**Action item**:
Write out the entire listing exactly, so that each line matches the original.

**Input material**:
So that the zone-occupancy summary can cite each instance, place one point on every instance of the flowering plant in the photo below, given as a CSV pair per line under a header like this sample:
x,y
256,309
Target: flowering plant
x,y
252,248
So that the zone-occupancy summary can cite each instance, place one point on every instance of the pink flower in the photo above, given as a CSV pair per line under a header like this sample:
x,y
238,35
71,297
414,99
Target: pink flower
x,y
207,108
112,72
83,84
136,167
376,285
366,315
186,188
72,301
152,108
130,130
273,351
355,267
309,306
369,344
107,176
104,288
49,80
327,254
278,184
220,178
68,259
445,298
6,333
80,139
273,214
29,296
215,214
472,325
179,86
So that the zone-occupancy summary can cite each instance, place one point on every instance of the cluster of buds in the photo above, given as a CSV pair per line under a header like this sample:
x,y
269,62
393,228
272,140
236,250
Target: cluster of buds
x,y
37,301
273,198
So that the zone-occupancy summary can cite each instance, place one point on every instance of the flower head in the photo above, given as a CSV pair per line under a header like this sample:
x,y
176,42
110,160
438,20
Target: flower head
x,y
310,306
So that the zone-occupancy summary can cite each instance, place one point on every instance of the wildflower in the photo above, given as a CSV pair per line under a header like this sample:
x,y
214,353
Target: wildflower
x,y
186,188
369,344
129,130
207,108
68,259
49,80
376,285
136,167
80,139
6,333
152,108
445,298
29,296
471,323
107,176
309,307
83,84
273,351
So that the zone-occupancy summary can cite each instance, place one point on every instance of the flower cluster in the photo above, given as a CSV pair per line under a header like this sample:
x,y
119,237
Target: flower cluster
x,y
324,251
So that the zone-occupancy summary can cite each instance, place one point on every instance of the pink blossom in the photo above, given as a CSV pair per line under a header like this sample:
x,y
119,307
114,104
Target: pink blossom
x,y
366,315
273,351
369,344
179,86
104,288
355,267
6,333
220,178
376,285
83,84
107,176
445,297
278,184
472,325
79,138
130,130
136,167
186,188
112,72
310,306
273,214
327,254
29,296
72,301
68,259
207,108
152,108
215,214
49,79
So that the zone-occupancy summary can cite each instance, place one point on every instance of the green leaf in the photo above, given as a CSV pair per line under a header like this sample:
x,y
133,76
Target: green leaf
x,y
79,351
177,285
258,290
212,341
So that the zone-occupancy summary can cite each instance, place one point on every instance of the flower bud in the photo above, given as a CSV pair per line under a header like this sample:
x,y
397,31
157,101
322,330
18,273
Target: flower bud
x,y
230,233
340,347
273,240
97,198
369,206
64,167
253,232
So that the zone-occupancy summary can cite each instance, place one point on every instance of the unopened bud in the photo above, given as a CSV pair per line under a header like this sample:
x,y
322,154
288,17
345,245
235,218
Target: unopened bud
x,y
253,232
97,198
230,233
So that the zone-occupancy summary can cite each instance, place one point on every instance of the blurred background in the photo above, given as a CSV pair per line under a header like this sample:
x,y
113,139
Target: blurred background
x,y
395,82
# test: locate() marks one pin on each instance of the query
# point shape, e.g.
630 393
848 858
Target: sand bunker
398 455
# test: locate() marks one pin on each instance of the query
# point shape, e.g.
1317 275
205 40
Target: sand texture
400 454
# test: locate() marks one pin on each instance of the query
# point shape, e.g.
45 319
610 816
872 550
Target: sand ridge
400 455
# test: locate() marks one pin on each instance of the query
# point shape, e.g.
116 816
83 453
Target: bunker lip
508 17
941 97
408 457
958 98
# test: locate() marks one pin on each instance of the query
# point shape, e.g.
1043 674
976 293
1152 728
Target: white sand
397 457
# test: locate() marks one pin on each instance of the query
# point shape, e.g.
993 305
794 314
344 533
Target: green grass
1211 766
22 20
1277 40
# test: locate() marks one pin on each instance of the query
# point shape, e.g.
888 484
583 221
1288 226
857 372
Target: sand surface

**Output below**:
So that the zone-occupancy summary can cite each instance, place one point on every instance of the flowering plant in the photo below, given as a CSV pair per line under a header like this sample:
x,y
256,309
Target: flowering plant
x,y
252,248
So that the zone-occupancy summary can cite each instance, place one point on every instance of the pink flower in the photo above, given as a CSV pair per line under a header like this sample:
x,y
238,35
71,297
414,99
Target: pink flower
x,y
207,108
112,72
83,84
136,167
376,285
366,315
186,188
72,301
152,108
130,130
273,351
355,267
309,306
369,344
107,176
104,288
49,80
327,254
278,184
220,178
68,259
445,298
6,333
80,139
273,214
29,296
215,214
472,325
179,86
So that the zone-occupancy summary can cite each instance, place one point on every instance of the cluster of buds in the photo above, given as a CSV pair per line under a header like this sample:
x,y
269,62
393,228
272,140
236,250
Target: cluster of buds
x,y
37,301
273,198
So that the zone-occupancy summary can cite each instance, place one point on every instance of the flower head in the photo above, given as a CSV pair per line under a header like this sample:
x,y
176,42
110,160
438,20
Target: flower head
x,y
310,306
So that the zone-occupancy summary can cite each instance, place one point on every instance of the wildflower in the photo above, given as a CSV pair per line under a header like this sample:
x,y
214,353
Target: wildflower
x,y
186,188
369,344
129,130
207,108
68,259
49,80
376,285
136,167
80,139
6,333
152,108
445,298
29,296
471,323
107,176
309,307
83,84
273,351
So that the zone-occupancy summary can cite each instance, place one point on every instance of the flower cluster in the photo above, given as a CSV pair per line under a header like this sample:
x,y
119,237
Target: flower cluster
x,y
324,251
So that the zone-occupancy summary can cite each instance, place one point on every instance of the pink blossom in the photo above, given as a CSV pair per line under a header like this sample:
x,y
119,307
114,104
Target: pink blossom
x,y
366,315
273,351
369,344
179,86
104,288
355,267
6,333
220,178
376,285
83,84
107,176
445,297
278,184
472,325
79,138
130,130
136,167
186,188
112,72
310,306
273,214
327,254
29,296
72,301
68,259
207,108
152,108
215,214
49,79
So that the zone-occupancy summary can cite each instance, place one point on every instance of the green leaf in the photo above, given as a CSV pair per line under a header like this sample:
x,y
133,76
Target: green leaf
x,y
79,351
177,285
258,290
212,341
So that the zone-occupancy summary can cite each instance, place one point on every instance of the flower bud in the photo above, given as a CSV pair per line under a header like this sample:
x,y
397,31
157,101
322,330
18,273
Target: flower bud
x,y
230,233
340,347
273,240
97,198
369,206
64,167
253,232
So that the zone-occupancy summary can cite each instance, place one point on every instance of the unopened bud in the photo above, given as a CSV pair per line under a header like this sample:
x,y
322,154
288,17
345,245
235,218
Target: unopened bud
x,y
253,232
97,198
230,233
So that the zone-occupancy summary can cite each instance, place one point on every instance of the blurred background in the photo above, given as a CSV pair per line under a header like this sample:
x,y
113,139
Target: blurred background
x,y
395,82
# test: locate() marks one pin on each instance of the query
# point shape, e.g.
630 393
848 858
Target: sand bunker
398 455
# test: locate() marks one pin on each instance of the query
# point shape, e.g.
1317 275
205 40
Target: sand texture
400 454
# test: locate() marks one pin on each instance of the query
# point shape, e.g.
45 319
610 816
872 550
Target: sand ridge
400 455
# test: locate() marks one pin on each instance of the query
# point shape, e.g.
116 816
83 453
Target: bunker lip
508 17
941 97
408 457
958 98
# test: locate() marks one pin on each instance of the query
# point shape, e.g.
1043 674
976 293
1152 728
Target: white sand
397 457
# test: locate() marks one pin on each instance of the query
# point shape, e.g.
993 305
794 314
344 533
Target: green grass
1211 766
22 20
1277 40
# test: locate() marks one pin on each instance of the query
# point shape, e.g.
888 484
583 221
1288 226
857 372
Target: sand surface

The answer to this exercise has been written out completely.